#### What you need to do:
Leaving out every line before the one with "Expected: for every instance of the rock jetty, the", write out the rest of the records below exactly.

#### Records from a data collection:
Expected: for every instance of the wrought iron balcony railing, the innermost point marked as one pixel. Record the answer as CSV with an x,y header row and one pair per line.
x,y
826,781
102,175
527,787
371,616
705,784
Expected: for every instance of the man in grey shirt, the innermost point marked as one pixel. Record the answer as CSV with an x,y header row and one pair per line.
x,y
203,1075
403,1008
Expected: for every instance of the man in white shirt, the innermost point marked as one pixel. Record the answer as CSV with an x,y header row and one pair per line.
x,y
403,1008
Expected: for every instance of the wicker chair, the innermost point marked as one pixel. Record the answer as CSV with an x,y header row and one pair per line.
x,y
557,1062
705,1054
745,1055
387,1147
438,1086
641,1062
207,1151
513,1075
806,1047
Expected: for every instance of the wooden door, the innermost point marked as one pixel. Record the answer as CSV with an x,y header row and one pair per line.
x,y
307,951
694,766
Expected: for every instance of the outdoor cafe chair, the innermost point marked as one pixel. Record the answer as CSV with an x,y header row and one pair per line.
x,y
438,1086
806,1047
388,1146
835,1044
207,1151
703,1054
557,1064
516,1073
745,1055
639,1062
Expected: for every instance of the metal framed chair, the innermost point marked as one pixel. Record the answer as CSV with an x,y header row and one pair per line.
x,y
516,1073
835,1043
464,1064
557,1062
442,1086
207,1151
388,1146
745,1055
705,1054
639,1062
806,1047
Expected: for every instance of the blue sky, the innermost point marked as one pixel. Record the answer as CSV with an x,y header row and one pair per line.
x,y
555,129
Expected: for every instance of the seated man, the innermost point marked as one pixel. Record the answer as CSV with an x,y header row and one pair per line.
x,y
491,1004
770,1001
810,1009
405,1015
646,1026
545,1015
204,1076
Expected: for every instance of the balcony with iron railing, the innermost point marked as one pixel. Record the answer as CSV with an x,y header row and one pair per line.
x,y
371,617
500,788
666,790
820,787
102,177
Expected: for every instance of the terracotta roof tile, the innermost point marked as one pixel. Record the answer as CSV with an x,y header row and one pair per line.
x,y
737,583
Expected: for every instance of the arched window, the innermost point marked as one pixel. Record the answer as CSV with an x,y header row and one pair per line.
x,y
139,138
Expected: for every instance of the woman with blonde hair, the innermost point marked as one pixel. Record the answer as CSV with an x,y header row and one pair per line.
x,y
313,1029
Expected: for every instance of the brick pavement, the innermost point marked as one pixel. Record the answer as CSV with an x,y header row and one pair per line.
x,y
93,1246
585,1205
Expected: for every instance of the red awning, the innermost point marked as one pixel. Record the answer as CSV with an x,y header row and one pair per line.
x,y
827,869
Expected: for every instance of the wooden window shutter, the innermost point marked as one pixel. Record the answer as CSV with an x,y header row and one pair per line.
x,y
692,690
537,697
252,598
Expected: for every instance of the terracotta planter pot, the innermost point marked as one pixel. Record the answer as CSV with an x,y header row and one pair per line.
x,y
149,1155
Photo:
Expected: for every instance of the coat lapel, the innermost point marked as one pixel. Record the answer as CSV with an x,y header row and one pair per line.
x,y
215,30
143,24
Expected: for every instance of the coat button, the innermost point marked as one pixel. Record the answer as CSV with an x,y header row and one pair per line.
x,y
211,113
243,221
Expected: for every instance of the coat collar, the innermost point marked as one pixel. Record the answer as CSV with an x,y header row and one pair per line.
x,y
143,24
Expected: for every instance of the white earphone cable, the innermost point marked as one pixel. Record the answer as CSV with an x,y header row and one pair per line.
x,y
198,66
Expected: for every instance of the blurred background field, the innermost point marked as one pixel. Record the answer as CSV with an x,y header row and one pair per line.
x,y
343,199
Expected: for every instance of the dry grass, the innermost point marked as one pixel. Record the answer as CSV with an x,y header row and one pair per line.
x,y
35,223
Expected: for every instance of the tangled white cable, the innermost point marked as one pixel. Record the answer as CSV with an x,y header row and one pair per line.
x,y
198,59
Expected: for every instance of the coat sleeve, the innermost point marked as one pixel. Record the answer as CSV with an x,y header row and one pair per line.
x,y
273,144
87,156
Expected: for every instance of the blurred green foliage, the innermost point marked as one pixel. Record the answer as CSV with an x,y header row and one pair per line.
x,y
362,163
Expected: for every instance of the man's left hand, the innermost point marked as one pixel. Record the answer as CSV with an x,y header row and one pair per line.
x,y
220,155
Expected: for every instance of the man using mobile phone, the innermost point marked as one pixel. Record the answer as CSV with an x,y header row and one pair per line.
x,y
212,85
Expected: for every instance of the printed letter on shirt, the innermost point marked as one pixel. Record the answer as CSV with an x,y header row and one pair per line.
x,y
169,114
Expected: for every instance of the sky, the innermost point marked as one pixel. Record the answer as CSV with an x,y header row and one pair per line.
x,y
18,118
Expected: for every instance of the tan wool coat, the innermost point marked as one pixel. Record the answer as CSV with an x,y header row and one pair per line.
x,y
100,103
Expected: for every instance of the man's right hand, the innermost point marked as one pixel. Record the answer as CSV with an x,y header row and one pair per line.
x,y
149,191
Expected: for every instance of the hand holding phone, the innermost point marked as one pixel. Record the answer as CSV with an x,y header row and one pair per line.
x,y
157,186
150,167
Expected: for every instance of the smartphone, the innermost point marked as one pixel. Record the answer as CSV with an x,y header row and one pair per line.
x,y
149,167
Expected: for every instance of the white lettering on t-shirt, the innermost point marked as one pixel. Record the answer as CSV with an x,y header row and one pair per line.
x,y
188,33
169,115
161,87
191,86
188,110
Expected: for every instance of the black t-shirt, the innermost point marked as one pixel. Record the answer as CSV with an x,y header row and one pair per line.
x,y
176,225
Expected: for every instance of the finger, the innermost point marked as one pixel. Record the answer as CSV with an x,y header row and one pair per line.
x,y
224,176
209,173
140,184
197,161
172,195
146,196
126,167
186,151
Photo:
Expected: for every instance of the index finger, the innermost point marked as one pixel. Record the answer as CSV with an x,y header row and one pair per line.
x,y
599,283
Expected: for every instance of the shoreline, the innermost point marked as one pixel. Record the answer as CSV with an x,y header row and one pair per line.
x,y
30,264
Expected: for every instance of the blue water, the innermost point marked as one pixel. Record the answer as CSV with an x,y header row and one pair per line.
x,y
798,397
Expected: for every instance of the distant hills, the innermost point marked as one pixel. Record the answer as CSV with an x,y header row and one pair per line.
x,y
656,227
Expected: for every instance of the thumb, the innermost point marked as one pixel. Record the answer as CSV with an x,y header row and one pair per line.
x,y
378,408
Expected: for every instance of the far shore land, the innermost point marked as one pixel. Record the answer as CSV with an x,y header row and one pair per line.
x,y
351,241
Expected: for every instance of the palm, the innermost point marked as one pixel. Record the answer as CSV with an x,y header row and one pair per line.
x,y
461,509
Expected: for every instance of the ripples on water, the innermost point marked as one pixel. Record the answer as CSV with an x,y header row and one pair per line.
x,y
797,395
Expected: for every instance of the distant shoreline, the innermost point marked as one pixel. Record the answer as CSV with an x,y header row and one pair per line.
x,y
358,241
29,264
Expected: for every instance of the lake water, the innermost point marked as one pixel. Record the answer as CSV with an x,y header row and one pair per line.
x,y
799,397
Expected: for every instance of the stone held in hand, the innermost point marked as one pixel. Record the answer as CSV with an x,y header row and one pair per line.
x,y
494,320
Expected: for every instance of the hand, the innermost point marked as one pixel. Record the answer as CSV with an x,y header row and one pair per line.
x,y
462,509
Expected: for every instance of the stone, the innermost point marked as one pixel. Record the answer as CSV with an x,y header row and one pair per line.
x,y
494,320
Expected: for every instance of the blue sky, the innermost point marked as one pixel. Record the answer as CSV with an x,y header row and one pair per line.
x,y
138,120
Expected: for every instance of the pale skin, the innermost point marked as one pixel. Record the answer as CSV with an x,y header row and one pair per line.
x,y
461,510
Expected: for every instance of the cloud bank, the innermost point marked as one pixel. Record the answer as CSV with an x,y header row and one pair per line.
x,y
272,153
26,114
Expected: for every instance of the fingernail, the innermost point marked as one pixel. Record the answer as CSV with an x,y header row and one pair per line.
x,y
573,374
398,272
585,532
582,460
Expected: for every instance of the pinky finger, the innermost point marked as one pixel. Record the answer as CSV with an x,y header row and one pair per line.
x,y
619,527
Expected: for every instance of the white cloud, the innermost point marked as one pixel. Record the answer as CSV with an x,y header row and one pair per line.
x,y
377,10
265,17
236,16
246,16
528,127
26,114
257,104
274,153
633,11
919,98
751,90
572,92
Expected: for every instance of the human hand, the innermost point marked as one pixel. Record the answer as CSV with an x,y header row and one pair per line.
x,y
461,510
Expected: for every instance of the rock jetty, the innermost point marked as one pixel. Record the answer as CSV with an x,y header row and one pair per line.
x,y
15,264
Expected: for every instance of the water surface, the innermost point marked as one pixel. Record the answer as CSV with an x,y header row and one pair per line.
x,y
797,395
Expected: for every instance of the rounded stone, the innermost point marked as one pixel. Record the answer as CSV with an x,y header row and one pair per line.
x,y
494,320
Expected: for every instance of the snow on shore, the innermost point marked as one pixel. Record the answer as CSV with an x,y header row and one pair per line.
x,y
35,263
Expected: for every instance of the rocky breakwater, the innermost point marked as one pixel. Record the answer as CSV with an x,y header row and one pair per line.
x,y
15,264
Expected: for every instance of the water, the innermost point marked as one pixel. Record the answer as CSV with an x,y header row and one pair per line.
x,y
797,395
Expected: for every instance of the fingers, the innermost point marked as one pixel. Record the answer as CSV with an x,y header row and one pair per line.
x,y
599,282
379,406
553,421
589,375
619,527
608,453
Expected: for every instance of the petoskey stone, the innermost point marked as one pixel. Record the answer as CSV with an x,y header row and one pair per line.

#### Solution below:
Expected: for every instance of the rock jetty, the innermost point marked as one pixel. Record the answer as CSV with an x,y header row and one pair per line.
x,y
15,264
Expected: for every instance of the water surface, the innermost point marked as one pixel. Record the answer as CSV with an x,y header row and one pair per line.
x,y
797,395
Expected: for every instance of the rounded stone, the innermost point marked as one pixel. Record the answer as CSV with an x,y header row and one pair per line.
x,y
494,320
Expected: for every instance of the snow on shore, the innermost point marked as one pixel. Record the answer as CSV with an x,y header row and one pair per line.
x,y
35,263
Expected: for every instance of the rocky breakwater, the innermost point marked as one pixel. Record the answer as CSV with an x,y header row and one pair per line.
x,y
15,264
Expected: for every instance of the water, the innermost point marked as one pixel. Record the answer as CSV with an x,y header row and one pair per line.
x,y
797,395
Expected: for every instance of the fingers, the innermost point marked as one pixel. Record the answer as CSV with an x,y header row and one pair per line.
x,y
599,282
379,406
553,421
589,375
619,527
608,453
Expected: for every instance of the petoskey stone, the innermost point marked as one pixel. Record the answer as CSV with an x,y header row and one pair per line.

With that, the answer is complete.